### YOUR GOAL
Recast the lines below as a Markdown table with the columns "No." and "Line," leaving out blank lines and the pictures.

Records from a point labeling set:
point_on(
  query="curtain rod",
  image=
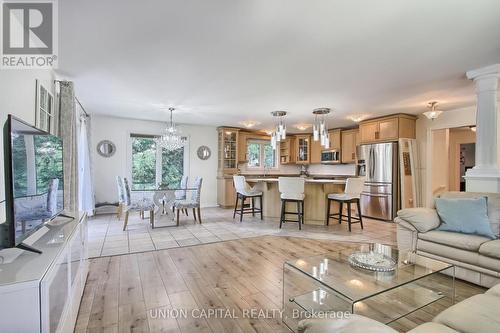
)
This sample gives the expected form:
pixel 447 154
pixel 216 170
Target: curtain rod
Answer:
pixel 77 100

### WORKED ANSWER
| No. | Line |
|---|---|
| 1 | point_on( |
| 2 |   query="curtain rod", |
| 3 |   image= |
| 4 | ) |
| 5 | This sample gives the expected form: |
| 6 | pixel 447 154 |
| 7 | pixel 216 170 |
| 8 | Target: curtain rod |
| 9 | Answer: |
| 10 | pixel 77 100 |